━━ Seitenauszug
Vielleicht später ist sozusagen ein defensives Mañana. Ein thematisch offenes Blog in der Jetztzeit mit Fotos, ein Versuch, in der Gegenwart zu schreiben. Die Gegenwart ist Berlin. Die Wege und Wände meist die gleichen wie in Umsonst & draußen. Vieles ist anders. Leute kommen vorbei. Die Fussball-WM, die wie Weihnachten oder Geburtstag immer zu früh kommt. An den Wänden gibt es Zeichen. Oder auf dem Boden. Wie in jedem Tagebuch geht es darum, sich selbst und die Welt im Blick des Anderen zu ordnen. In der Gegenwart. »Kommst du?« – »Vielleicht später«.
Was man im Internet und wie man in echt redet
Manchmal versuche ich in realen Situationen, auf einer Party, in einer Kneipe, Themen anzubringen, die gerade heiß auf Facebook diskutiert werden; zum Beispiel Castorf, Peymann, Tim Renner, der Artikel von Ijoma Mangold über facebook und die Antwort von Ulrich Greiner und wie dann alle über Ulrich Greiner herfielen und höhnisch zitierten: »Der wahrhaft Weise, so glaube ich, wäre meinungslos«, als sei solch ein Satz unbestritten grenzdebil. Oder ich bringe Themen an, über die ich selber in irgendwelchen Texten schon geschrieben hatte, wie zum Beispiel das mit den kleinen Tütchen mit Marihuanablattaufdruck, die ich seit ein paar Jahren ständig auf der Straße finde, und die überaus interessante Frage, ob der Aufdruck für die Tütchen oder den Inhalt wirbt. Und das interessierte die Freunde im echten Leben nicht wirklich und mich vielleicht auch nicht mehr so wie an diesem Abend, als ich mich eher aus Langeweile an dieser Diskussion auf Facebook beteiligt hatte.
Ich bin dafür, also dagegen, und gehe gern mit, eher am Rande, auch weil ich Lust habe, spazieren zu gehen, mit B., der kaum noch kifft, aber früher auch ziemlich Hippie war.
━━━━
━━ Vorliegende Zeilen
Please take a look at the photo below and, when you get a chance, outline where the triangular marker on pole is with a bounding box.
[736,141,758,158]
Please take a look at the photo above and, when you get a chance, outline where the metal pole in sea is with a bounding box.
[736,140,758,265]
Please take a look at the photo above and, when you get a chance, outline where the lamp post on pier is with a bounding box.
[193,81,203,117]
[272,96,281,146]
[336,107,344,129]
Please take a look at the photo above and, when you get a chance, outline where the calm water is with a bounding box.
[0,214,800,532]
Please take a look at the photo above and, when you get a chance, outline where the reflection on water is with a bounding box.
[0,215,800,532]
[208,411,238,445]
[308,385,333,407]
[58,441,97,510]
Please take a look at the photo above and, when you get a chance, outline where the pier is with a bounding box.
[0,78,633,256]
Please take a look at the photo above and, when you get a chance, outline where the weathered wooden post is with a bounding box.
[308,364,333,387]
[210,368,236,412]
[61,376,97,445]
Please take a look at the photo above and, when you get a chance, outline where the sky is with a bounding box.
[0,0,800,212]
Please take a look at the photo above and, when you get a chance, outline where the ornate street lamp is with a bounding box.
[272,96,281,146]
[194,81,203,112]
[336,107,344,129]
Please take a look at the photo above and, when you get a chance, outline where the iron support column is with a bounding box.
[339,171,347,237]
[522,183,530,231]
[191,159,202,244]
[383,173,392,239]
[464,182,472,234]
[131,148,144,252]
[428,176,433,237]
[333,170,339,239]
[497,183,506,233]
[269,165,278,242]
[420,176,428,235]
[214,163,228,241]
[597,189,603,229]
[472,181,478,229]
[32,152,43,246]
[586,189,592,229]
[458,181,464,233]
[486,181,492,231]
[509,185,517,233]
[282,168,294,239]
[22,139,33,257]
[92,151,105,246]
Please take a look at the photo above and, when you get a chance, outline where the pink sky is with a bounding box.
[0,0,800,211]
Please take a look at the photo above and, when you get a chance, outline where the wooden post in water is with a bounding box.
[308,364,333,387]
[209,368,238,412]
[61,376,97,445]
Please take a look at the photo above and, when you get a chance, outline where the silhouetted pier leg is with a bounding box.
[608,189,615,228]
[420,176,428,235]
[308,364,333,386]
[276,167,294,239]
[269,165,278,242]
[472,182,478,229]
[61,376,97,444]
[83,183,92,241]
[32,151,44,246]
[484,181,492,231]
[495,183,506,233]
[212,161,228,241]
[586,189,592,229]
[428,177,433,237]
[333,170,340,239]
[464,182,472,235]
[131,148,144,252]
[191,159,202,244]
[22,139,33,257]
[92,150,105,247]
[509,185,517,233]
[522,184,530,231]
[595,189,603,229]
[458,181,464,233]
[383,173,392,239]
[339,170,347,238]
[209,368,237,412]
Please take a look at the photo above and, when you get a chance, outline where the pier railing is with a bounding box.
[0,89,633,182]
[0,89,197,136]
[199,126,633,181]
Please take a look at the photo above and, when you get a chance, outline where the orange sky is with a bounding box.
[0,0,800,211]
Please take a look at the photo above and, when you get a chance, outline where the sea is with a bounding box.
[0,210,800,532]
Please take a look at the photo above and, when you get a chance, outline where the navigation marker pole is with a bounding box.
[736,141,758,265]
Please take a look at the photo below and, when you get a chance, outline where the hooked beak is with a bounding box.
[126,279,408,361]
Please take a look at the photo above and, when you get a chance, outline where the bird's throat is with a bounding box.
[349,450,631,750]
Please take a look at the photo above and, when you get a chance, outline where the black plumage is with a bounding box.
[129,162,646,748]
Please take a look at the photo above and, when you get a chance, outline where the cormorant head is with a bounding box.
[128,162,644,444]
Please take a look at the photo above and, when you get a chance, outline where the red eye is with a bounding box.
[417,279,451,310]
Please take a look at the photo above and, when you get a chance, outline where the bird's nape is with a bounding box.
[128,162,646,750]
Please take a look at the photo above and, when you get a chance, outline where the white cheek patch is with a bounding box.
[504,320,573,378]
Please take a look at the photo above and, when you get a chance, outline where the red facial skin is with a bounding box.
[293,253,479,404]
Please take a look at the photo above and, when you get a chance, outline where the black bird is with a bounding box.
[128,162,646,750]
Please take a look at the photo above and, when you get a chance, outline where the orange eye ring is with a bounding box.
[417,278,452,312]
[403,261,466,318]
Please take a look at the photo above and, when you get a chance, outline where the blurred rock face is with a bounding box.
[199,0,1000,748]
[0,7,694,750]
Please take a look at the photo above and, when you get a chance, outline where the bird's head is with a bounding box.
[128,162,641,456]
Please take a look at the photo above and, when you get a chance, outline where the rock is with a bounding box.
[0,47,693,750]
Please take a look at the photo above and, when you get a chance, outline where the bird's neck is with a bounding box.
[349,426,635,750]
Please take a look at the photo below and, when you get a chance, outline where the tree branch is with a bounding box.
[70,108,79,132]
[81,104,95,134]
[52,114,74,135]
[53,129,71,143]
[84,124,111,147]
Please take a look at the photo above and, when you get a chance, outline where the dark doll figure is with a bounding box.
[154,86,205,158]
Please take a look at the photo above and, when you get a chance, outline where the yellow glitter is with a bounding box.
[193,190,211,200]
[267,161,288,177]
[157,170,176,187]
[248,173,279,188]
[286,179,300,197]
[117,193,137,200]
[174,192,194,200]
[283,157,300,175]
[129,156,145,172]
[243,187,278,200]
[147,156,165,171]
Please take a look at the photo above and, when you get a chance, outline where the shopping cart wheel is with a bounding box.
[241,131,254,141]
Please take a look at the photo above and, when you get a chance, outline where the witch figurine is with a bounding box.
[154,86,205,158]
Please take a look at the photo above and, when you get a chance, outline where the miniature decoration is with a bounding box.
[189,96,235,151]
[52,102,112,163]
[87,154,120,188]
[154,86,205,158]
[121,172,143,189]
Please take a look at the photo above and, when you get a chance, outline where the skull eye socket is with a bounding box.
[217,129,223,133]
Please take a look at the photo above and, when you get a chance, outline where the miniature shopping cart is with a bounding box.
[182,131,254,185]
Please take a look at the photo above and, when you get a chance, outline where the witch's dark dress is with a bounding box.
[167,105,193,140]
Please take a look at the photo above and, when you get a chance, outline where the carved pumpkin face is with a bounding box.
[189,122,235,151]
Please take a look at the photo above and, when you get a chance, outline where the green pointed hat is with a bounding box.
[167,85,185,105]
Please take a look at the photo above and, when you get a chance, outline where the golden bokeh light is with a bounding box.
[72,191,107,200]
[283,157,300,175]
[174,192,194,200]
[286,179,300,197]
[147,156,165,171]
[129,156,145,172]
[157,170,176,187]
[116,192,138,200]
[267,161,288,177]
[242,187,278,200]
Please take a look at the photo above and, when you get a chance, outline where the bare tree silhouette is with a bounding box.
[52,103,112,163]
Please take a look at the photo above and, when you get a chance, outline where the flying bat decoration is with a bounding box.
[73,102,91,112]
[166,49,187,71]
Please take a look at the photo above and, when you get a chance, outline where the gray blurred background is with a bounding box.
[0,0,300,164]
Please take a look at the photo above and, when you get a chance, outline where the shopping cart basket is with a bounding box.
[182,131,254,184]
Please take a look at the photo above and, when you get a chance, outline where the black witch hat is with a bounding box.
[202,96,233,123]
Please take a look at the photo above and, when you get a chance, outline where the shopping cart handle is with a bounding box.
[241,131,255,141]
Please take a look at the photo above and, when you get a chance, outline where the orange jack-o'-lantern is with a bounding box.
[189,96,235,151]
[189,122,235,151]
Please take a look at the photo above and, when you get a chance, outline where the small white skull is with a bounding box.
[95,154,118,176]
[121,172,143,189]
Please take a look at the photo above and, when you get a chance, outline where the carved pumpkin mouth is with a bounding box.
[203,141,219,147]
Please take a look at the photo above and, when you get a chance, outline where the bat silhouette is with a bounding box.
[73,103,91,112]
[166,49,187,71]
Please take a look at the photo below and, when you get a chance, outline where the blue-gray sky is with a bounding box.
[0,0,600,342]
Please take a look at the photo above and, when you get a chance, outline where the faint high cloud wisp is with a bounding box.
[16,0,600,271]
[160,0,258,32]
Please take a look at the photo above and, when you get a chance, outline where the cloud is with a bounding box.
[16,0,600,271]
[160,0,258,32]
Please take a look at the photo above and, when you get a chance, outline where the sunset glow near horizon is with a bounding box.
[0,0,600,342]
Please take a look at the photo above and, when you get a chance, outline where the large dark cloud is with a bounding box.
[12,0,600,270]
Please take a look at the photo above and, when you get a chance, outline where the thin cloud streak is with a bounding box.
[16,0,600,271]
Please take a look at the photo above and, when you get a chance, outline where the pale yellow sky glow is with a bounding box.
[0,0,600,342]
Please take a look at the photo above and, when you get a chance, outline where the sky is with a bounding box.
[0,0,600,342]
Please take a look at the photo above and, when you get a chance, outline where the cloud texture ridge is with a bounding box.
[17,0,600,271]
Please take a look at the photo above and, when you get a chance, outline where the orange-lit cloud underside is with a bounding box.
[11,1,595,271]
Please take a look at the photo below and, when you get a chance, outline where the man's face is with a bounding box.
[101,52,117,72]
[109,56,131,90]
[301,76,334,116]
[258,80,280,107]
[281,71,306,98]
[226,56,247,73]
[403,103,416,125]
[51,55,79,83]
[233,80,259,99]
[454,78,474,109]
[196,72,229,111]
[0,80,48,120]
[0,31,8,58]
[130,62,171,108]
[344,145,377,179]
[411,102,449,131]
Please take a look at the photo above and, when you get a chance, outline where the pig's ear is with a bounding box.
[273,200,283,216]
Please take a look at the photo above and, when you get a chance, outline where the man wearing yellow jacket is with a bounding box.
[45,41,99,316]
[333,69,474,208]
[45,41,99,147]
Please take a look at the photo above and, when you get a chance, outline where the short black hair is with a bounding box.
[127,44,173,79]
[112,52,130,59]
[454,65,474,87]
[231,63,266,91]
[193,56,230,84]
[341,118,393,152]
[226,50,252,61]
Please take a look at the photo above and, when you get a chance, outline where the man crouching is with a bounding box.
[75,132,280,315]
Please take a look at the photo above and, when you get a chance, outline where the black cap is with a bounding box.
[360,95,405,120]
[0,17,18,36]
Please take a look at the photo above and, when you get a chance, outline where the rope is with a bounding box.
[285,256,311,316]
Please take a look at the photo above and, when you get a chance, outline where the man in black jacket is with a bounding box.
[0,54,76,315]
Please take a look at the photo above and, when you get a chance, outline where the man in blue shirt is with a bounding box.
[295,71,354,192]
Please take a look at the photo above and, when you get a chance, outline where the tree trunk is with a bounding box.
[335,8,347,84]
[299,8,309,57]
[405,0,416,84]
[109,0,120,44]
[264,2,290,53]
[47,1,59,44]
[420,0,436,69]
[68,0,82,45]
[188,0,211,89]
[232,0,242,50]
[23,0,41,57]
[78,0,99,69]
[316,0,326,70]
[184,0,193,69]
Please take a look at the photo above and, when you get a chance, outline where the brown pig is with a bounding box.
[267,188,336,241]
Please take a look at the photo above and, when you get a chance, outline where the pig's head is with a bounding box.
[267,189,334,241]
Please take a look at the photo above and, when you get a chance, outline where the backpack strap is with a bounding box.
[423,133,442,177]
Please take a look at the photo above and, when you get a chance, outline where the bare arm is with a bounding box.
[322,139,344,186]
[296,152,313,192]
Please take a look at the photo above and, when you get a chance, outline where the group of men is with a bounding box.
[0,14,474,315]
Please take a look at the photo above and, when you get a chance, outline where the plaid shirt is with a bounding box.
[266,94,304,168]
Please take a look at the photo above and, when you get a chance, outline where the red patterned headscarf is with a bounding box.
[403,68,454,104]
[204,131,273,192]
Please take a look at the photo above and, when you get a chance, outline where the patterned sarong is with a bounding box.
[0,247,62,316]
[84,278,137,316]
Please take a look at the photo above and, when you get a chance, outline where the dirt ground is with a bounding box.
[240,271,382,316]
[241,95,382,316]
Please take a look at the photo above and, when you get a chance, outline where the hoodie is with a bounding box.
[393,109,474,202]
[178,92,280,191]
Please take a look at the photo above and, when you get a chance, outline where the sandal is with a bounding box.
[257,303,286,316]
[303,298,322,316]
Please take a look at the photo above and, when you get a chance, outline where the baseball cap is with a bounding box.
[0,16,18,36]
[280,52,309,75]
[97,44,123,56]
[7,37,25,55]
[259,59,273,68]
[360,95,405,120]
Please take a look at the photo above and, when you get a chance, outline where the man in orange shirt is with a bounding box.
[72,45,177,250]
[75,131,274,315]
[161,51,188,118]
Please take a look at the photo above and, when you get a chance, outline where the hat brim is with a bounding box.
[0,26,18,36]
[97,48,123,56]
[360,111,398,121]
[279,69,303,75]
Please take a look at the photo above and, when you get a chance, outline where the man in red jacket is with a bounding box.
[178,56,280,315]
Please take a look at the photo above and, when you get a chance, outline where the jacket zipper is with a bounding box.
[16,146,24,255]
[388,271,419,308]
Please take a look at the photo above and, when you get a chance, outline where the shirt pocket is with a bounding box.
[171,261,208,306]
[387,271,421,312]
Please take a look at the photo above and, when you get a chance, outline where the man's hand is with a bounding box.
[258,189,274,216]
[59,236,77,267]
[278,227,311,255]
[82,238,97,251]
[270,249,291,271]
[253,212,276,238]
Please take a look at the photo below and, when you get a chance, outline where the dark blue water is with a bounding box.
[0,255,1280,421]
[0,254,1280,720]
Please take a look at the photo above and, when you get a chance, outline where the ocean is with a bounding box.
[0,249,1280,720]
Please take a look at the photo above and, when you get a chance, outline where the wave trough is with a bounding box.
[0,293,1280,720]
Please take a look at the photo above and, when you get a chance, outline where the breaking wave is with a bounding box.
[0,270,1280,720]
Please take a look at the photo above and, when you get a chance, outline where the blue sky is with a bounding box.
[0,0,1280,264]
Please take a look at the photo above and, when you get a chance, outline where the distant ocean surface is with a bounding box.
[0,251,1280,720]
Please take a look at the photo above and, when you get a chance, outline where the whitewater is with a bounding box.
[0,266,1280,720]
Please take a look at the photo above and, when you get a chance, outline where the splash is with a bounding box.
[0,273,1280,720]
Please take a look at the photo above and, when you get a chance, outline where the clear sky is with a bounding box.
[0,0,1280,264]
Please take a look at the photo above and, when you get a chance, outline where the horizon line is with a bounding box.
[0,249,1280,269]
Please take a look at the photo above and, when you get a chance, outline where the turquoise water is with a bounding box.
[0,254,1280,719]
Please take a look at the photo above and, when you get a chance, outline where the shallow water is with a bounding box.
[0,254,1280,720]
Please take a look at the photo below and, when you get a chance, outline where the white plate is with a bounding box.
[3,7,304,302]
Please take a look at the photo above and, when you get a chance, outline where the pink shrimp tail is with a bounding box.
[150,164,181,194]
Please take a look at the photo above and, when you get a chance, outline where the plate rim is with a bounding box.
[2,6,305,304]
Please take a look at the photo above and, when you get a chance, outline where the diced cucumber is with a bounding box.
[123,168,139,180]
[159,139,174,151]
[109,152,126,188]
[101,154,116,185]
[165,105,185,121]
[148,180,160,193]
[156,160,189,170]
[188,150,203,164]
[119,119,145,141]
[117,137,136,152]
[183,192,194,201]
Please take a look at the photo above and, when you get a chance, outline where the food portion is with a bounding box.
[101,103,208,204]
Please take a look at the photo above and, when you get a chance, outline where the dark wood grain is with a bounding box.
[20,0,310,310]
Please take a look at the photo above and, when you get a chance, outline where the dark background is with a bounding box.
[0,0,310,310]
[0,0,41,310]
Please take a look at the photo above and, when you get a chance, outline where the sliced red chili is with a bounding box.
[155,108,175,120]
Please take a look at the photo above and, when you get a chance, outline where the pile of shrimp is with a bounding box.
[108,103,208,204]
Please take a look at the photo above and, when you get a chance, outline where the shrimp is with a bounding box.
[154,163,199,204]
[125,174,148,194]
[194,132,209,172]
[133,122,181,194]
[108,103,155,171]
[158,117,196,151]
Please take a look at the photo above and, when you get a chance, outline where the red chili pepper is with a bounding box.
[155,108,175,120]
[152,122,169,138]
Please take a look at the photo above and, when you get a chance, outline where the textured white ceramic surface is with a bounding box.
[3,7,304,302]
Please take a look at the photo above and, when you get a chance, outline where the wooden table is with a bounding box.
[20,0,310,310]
━━━━
# Aufgabe
Greif den Blogtext darüber, wie man im Internet und wie man in echt redet, nach seinem letzten Satz auf und schreib ihn weiter.

# Ergebnis
Unterschiedliche Positionen werden vertreten. Ich fühle mich auf der Demo ganz heimisch, da ich einige der Aktivisten schon lange kenne und viele Jahre immer gern über die Aktivitäten lesender Drogenfreunde berichtet hatte.
Ich war sehr geprägt von Die Reise, dem berühmten 68er-Drogenroman von Bernward Vesper. Und es hatte sich dann so ergeben, via Techno in den 90ern, dass ich in diesem Gebiet Fachkompetenz herausgebildet hatte. Dann aber vergessen hatte, etwas Größeres in dem Umfeld zu veröffentlichen. Und dann hatte ich die Lust verloren und mich wieder anderen Themen zugewandt.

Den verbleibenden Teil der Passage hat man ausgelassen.